TASK DESCRIPTION » Counting case-sensitively, how many of the lines below contain the string "white"? Give only the number.

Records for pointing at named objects
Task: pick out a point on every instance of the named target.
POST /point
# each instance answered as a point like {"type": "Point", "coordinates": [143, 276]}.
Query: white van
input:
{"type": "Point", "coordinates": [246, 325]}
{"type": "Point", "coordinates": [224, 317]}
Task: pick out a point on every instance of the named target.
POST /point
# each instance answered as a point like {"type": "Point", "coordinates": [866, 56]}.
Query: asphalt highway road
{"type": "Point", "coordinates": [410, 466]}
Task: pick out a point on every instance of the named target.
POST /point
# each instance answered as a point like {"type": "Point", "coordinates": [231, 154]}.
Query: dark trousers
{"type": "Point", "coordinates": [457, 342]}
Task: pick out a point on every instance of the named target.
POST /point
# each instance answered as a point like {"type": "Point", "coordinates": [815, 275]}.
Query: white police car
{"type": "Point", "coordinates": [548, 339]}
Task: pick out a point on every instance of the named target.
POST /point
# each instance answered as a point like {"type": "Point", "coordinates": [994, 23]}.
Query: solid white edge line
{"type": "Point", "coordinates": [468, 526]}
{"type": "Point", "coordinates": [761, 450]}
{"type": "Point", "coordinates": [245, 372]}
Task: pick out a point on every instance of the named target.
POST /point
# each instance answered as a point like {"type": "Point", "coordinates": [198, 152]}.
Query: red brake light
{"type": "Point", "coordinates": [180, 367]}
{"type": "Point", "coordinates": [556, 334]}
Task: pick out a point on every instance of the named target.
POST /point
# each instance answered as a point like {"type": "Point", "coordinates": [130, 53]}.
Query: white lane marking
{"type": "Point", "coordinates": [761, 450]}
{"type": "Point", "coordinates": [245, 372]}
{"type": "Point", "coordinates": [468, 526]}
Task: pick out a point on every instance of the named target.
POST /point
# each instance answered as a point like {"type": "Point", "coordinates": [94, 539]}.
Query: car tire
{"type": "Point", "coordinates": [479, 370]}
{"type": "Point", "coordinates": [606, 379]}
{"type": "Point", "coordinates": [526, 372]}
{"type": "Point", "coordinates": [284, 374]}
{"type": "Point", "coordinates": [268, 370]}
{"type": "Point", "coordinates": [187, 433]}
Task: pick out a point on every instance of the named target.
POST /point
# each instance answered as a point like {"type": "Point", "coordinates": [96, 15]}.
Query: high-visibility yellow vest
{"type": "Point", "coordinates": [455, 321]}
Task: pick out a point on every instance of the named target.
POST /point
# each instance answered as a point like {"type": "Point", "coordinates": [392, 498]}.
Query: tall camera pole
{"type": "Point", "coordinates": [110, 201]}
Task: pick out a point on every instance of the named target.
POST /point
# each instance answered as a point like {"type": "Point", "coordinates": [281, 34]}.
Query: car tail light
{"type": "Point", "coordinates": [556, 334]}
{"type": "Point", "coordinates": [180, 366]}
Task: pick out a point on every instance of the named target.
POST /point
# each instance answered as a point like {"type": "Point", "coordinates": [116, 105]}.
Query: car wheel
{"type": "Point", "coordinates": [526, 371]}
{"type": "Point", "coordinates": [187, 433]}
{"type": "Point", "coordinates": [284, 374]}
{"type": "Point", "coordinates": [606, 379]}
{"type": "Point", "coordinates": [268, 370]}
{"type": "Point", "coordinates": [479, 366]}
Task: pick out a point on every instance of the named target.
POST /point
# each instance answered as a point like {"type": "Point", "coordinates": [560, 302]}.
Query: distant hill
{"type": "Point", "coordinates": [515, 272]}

EXPECTED ANSWER » 4